* GIVEN RECORDS:
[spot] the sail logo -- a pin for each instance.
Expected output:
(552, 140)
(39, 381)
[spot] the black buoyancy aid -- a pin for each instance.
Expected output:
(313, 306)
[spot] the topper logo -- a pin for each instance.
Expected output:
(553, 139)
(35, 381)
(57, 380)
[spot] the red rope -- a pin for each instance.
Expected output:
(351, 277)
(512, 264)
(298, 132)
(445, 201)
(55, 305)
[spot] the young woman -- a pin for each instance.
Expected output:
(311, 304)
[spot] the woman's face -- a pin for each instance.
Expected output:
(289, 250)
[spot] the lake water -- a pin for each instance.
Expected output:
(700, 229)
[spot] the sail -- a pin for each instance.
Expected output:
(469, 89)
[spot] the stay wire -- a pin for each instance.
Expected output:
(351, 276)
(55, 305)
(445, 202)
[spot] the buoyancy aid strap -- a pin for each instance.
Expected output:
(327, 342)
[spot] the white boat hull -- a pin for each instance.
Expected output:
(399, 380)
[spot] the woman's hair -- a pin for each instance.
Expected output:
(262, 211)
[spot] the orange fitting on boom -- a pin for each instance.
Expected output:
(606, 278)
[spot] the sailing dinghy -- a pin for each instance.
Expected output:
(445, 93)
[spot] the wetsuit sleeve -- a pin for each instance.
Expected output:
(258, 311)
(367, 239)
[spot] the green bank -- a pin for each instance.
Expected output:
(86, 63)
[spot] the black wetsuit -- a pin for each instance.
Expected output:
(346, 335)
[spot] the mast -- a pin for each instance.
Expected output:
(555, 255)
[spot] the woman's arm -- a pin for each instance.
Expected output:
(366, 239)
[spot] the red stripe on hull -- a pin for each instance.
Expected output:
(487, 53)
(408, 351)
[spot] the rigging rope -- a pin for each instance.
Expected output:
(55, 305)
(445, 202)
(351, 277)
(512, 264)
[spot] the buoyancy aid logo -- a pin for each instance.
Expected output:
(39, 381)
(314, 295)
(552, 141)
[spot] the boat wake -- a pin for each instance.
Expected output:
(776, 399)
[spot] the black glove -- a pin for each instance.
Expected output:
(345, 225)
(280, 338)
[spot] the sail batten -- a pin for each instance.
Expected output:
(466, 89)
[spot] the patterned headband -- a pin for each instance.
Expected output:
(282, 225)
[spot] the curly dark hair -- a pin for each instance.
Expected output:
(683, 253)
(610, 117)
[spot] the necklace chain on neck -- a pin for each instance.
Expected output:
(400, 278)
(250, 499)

* INSTRUCTIONS FOR THE TASK: From the line holding "[spot] the rigging" to the last line of the records, quote each line exactly and add nothing.

* SOLUTION TO THIS PROBLEM:
[spot] the rigging rope -- a pin for each instance.
Expected output:
(55, 305)
(445, 202)
(351, 277)
(512, 264)
[spot] the buoyancy aid logo -- a pin for each instance.
Expected output:
(39, 381)
(314, 295)
(552, 141)
[spot] the boat wake -- a pin for each instance.
Expected output:
(776, 399)
[spot] the black glove -- a pin for each instance.
Expected output:
(345, 225)
(280, 338)
[spot] the sail batten -- a pin for each instance.
Expected output:
(466, 89)
[spot] the patterned headband -- a pin for each instance.
Expected output:
(282, 225)
[spot] the curly dark hair -- a pin for each instance.
Expected output:
(683, 253)
(610, 117)
[spot] the necklace chain on neck -- a pin for each instance.
Expected output:
(400, 278)
(250, 499)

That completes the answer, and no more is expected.